* **WHAT TO DO**:
Read the records below. Copy each line where the string "polygon" occurs.

DATA IN THIS EXERCISE: Begin

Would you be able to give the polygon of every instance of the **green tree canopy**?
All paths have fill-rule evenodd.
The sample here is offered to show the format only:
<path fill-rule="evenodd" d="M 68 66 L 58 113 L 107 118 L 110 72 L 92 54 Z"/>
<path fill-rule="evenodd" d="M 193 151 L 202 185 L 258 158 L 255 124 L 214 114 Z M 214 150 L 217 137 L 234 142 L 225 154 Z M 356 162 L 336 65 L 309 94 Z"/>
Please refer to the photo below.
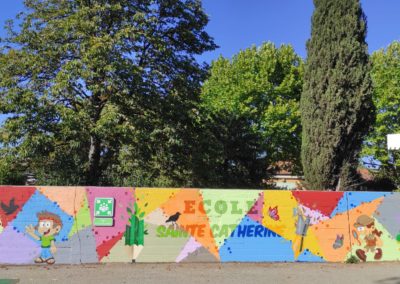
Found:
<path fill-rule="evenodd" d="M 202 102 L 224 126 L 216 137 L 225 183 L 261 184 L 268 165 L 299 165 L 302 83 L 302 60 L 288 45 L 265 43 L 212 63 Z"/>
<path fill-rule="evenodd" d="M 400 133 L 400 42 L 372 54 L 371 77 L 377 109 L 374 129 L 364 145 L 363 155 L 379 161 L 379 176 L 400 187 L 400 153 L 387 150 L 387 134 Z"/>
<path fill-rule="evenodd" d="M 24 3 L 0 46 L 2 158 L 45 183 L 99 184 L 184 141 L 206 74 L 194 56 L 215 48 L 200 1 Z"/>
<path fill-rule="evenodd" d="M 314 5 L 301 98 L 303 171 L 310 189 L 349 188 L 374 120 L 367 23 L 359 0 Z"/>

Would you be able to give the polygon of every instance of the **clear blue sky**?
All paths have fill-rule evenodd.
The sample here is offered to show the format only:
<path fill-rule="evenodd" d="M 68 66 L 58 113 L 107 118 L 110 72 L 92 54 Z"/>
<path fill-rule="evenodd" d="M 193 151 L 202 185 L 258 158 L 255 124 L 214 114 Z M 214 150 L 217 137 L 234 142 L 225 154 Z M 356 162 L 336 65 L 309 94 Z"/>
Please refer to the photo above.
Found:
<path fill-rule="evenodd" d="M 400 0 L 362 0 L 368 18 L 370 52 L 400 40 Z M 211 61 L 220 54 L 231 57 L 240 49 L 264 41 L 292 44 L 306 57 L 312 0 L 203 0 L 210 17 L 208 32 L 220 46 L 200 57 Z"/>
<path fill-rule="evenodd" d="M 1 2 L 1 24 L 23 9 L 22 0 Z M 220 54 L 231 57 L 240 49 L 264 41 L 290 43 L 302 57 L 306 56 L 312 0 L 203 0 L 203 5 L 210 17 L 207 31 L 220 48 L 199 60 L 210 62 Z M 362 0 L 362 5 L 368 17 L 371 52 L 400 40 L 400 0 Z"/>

DATA IN THIS EXERCISE: End
DATA IN THIS EXERCISE: Begin

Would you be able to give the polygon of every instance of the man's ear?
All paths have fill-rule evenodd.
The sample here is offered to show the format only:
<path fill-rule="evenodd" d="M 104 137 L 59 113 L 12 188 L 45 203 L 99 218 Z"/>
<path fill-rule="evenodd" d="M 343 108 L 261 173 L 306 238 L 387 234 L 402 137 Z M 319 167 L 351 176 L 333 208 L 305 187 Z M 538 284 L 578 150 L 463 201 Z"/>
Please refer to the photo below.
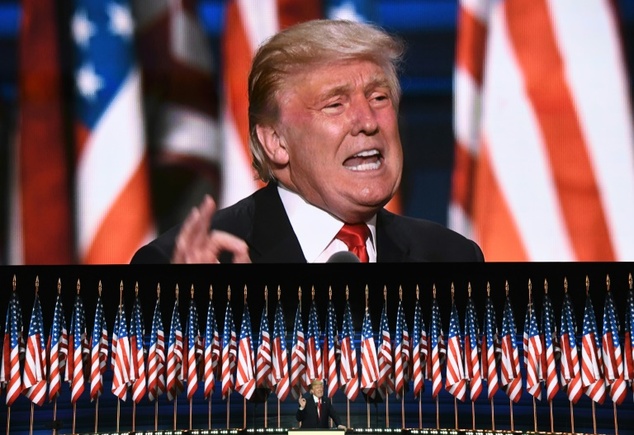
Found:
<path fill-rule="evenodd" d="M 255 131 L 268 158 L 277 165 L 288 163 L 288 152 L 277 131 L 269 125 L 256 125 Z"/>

DATA IN THIS EXERCISE: End

* **WRITTEN SOLUTION**:
Would you be able to give the polygon of every instance of the **green tree canopy**?
Would you be able to give the polygon of every instance of the **clear blue sky**?
Would you be able to give the polygon of every instance of the man's ear?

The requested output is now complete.